**Text**

Gate driver, display device including the gate driver, and electronic device including the display device

The present application claims priority to and the benefit of Korean Patent Application No. 10-2024-0006609, filed on Jan. 16, 2024, in the Korean Intellectual Property Office, the entire disclosure of which is incorporated herein by reference.

Aspects of some embodiments of the present disclosure relate to a gate driver, a display device including the gate driver, and an electronic device including the display device.

In general, a display device includes a display panel and a display panel driver. The display panel includes gate lines, data lines, and pixels. The display panel driver includes a gate driver for providing gate signals to the gate lines, a data driver for providing data voltages to the data lines, and a driving controller for controlling the gate driver and the data driver.

The gate driver may include a pull down circuit which pulls down the gate signal to a low gate voltage in response to a voltage of an internal node, and the pull down circuit may include a p-type metal-oxide-semiconductor (PMOS) transistor. For the PMOS transistor to be sufficiently turned on, the voltage of the internal node may desirably be lower than the low gate voltage. When the voltage of the internal node is higher than the low gate voltage, the PMOS transistor may not be sufficiently turned on. When the PMOS transistor is not sufficiently turned on and then sufficiently turned on, the gate signal may fall in two steps, and a horizontal line may be visible on the display device.

The gate driver may include a pull up circuit which pulls up the gate signal to a high gate voltage in response to a voltage of an internal node, and the pull up circuit may be composed of an n-type metal-oxide-semiconductor (NMOS) transistor. For the NMOS transistor to be sufficiently turned on, the voltage of the internal node may desirably be higher than the high gate voltage. When the voltage of the internal node is lower than the high gate voltage, the NMOS transistor may not be sufficiently turned on. When the NMOS transistor is not sufficiently turned on and then sufficiently turned on, the gate signal may rise in two steps, and the horizontal line may be visible on the display device.

The above information disclosed in this Background section is only for enhancement of understanding of the background and therefore the information discussed in this Background section does not necessarily constitute prior art.

Aspects of some embodiments of the present disclosure relate to a gate driver and a display including the gate driver. For example, aspects of some embodiments of the present disclosure relate to a gate driver and a display including the gate driver for relatively stably outputting a gate signal.

Aspects of some embodiments of the present disclosure include a gate driver for controlling a voltage level of an internal node for a gate signal to fall in one step.

Aspects of some embodiments of the present disclosure include a display device including the gate driver.

**Given records**
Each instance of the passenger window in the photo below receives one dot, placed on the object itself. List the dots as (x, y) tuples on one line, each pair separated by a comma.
...
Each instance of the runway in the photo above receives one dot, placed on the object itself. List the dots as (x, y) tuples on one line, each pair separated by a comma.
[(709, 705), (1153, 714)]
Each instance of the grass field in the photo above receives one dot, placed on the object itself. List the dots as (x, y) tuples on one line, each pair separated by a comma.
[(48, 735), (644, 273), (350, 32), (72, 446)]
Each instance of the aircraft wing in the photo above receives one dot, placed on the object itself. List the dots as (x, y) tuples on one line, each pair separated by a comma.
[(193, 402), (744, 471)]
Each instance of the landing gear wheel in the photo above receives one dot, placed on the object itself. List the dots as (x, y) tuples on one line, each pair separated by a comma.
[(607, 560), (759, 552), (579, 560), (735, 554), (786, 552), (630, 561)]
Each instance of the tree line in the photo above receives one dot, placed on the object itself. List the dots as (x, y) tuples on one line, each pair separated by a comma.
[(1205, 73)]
* * *
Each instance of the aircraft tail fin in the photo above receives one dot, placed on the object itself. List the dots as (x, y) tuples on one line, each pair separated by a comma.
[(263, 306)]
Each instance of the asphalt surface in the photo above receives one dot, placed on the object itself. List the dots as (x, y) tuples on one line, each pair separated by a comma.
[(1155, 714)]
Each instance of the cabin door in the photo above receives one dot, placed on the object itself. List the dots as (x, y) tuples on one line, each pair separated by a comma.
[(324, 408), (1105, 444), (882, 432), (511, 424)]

**Tasks to perform**
A. Print the part of the gate driver text from "In general, a" to "the data driver.", unchanged.
B. Output the lines of the listing from the line with "Each instance of the landing" to the line with "[(1205, 73)]", both included, without changing anything and without adding any other lines.
The gate driver text and the listing have nothing to do with each other.

**Task-by-task answers**
A.
In general, a display device includes a display panel and a display panel driver. The display panel includes gate lines, data lines, and pixels. The display panel driver includes a gate driver for providing gate signals to the gate lines, a data driver for providing data voltages to the data lines, and a driving controller for controlling the gate driver and the data driver.

B.
Each instance of the landing gear wheel in the photo above receives one dot, placed on the object itself. List the dots as (x, y) tuples on one line, each pair separated by a comma.
[(607, 560), (759, 552), (579, 560), (735, 554), (786, 552), (630, 561)]
Each instance of the tree line in the photo above receives one dot, placed on the object itself. List the dots as (x, y) tuples on one line, each pair separated by a comma.
[(1205, 73)]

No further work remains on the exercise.